### DATA TO EXAMINE ###

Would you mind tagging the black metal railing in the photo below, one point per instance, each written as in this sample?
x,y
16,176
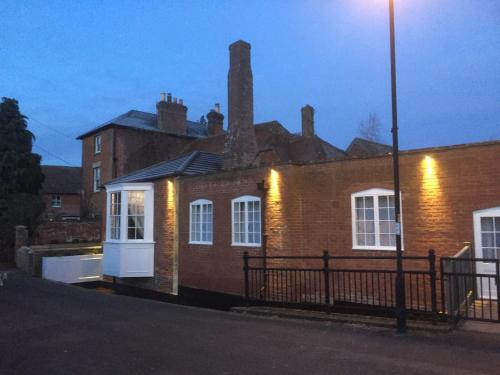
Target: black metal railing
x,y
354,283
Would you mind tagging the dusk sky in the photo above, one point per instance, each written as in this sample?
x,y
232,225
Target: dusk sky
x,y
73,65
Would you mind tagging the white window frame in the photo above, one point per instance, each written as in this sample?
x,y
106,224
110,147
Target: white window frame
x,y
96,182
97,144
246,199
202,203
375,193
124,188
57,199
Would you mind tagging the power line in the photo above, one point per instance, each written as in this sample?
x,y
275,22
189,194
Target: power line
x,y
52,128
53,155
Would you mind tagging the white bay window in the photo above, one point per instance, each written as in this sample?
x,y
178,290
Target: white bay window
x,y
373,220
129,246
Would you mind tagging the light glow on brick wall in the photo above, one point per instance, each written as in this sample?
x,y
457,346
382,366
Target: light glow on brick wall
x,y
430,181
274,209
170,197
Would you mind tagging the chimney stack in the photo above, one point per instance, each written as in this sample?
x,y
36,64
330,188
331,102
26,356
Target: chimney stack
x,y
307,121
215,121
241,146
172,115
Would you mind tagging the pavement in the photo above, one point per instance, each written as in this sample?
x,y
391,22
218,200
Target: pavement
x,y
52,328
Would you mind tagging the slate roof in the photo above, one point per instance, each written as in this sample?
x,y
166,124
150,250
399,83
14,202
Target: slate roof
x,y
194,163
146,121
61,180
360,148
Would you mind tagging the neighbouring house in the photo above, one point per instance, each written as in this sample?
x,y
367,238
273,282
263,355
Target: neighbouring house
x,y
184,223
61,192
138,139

###
### DATA TO EXAMINE ###

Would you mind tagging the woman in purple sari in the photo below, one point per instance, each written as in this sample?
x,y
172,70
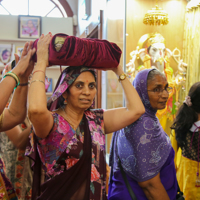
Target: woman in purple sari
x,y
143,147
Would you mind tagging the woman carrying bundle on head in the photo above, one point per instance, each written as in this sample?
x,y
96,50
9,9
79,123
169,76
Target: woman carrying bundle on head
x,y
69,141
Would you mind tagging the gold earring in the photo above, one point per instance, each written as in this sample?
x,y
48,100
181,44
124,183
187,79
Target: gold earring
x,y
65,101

###

* WHAT THE TASK ASKS
Each line with the word "below" in the records above belongs in the result; copy all of them.

* RESPONSE BOX
Would you mind tagging the black metal railing in the photo below, one point per instance, each written as in this sample?
Would you mind tagging the woman in purple sari in the photo below, one point per instance, each written as in this sample?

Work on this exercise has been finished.